--- YOUR GOAL ---
Copy out each line of the data below that contains the word "hair".

--- WORKING DATA ---
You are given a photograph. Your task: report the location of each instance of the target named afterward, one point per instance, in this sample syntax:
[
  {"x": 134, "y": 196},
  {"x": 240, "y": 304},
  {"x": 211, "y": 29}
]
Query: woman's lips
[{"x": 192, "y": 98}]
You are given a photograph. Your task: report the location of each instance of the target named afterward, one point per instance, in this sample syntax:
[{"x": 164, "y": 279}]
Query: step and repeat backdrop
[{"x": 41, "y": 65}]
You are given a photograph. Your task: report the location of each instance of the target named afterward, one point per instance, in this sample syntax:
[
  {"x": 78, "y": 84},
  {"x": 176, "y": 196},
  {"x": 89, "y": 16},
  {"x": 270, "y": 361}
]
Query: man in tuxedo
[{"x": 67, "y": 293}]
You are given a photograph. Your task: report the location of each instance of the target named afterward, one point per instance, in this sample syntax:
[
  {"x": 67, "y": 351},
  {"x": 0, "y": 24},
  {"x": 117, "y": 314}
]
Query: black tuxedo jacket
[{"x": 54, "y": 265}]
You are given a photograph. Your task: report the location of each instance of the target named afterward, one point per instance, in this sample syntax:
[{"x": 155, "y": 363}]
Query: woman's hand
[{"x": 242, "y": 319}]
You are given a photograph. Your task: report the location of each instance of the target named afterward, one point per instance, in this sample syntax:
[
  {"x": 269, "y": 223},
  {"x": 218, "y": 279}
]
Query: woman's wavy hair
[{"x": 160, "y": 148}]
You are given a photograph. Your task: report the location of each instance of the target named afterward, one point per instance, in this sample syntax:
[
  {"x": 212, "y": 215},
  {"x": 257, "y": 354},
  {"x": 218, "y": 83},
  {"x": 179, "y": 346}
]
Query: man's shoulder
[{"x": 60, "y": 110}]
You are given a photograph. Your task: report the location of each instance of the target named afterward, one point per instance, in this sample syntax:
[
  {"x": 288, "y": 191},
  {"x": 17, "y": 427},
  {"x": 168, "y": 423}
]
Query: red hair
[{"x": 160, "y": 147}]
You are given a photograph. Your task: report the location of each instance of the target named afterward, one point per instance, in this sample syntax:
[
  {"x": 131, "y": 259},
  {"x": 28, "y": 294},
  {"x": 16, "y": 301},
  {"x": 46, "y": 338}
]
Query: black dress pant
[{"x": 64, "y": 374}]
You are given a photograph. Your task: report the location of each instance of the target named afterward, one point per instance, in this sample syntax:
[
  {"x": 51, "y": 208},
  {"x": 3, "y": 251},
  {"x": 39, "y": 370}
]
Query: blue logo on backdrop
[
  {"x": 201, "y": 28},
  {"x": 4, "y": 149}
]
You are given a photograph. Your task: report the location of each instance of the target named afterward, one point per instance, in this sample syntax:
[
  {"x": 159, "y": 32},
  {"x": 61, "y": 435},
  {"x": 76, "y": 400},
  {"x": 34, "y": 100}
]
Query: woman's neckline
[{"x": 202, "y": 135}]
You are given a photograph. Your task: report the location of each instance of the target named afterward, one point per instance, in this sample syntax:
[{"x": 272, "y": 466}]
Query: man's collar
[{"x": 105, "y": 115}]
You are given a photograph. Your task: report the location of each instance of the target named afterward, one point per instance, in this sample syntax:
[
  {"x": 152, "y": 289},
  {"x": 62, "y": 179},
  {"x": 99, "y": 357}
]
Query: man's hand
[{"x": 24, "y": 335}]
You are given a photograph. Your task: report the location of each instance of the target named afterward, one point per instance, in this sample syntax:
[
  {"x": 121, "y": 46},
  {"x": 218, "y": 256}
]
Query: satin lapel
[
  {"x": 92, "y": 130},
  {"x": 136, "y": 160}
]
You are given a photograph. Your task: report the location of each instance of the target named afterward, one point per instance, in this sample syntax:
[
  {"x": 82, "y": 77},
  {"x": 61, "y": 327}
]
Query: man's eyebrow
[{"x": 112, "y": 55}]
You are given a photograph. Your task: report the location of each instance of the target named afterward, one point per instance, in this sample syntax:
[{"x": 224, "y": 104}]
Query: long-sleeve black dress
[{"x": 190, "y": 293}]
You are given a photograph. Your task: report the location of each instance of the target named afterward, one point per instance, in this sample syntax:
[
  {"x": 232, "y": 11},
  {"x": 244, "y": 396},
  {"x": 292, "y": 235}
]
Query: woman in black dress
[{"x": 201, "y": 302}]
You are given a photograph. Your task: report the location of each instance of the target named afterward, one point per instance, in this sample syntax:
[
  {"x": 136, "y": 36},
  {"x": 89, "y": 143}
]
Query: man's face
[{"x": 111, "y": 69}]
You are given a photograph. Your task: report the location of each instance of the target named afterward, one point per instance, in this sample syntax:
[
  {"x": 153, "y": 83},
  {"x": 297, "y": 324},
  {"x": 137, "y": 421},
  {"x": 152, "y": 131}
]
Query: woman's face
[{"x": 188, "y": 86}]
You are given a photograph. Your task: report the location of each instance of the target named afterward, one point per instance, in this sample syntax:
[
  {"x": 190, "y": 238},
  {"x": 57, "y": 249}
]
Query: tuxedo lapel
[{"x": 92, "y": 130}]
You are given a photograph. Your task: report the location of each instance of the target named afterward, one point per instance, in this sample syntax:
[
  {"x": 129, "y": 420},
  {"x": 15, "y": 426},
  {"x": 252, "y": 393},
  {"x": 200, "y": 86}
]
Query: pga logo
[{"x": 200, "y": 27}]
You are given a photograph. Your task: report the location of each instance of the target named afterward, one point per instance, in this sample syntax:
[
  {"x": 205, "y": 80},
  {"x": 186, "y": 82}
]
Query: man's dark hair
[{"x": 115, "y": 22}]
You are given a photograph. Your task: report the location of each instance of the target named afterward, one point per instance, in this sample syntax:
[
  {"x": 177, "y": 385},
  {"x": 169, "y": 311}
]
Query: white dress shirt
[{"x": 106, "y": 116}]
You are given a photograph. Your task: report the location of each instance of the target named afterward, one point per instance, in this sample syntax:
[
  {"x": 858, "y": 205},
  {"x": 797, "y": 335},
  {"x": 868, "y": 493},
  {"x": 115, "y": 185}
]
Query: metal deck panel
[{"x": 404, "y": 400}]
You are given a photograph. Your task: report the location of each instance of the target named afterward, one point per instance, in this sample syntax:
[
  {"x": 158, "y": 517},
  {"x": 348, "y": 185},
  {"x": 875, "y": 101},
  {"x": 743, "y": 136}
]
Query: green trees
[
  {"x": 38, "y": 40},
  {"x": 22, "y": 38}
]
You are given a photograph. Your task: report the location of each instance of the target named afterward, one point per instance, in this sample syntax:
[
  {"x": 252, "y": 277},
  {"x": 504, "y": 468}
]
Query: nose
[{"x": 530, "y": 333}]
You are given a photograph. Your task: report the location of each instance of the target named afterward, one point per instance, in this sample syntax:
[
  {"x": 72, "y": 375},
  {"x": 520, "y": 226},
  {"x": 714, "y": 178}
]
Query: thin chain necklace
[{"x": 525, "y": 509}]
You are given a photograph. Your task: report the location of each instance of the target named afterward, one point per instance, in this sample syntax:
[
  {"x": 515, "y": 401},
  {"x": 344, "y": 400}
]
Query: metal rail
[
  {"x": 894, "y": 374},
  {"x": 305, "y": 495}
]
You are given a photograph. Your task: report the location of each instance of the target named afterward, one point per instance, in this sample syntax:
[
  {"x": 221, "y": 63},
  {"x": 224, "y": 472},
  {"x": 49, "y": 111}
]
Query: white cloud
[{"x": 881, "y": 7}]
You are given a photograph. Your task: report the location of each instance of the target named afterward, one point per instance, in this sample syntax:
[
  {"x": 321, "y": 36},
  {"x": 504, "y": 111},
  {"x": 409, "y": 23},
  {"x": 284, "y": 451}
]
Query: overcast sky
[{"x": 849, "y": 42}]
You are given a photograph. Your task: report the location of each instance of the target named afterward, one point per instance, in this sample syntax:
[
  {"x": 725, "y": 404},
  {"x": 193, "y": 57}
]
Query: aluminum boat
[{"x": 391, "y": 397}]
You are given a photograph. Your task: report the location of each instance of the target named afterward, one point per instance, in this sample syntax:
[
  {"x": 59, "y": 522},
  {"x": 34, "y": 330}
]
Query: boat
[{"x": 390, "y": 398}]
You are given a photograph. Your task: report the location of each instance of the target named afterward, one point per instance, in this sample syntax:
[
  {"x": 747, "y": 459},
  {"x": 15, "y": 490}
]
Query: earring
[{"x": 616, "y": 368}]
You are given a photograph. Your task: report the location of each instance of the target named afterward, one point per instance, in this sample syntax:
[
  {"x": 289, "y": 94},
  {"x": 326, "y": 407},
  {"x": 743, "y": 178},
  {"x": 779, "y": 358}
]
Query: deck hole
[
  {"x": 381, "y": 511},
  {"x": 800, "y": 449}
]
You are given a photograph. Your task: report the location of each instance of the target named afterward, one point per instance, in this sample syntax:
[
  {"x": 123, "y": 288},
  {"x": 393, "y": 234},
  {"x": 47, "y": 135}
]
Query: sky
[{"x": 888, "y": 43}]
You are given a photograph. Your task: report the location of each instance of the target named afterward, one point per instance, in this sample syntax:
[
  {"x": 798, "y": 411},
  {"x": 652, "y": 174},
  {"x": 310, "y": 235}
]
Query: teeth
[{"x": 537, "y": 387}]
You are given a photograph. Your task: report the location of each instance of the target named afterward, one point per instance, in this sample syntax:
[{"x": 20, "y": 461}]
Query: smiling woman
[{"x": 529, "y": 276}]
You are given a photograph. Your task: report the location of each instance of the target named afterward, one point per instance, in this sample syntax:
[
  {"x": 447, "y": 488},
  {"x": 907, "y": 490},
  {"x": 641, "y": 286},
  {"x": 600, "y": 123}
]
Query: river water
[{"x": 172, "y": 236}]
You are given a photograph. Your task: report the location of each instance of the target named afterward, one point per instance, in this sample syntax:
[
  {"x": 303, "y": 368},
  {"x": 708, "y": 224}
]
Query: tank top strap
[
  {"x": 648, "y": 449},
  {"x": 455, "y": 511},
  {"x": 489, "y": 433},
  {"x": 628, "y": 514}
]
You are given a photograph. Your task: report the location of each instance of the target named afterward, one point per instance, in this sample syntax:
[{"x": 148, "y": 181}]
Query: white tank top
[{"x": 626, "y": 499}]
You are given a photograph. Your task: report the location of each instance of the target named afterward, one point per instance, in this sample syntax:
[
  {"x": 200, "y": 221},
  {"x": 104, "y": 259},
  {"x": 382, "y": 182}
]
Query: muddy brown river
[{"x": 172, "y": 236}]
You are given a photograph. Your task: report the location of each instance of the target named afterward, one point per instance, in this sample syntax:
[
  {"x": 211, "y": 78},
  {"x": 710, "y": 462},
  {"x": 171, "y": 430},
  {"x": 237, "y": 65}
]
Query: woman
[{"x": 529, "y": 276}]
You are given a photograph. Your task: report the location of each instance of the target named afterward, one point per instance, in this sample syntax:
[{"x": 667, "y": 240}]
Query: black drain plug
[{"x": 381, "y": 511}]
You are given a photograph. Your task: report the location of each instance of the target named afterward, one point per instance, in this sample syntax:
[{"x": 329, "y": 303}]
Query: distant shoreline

--- EXERCISE RESPONSE ---
Query: woman's wavy hair
Query: red hair
Query: man's dark hair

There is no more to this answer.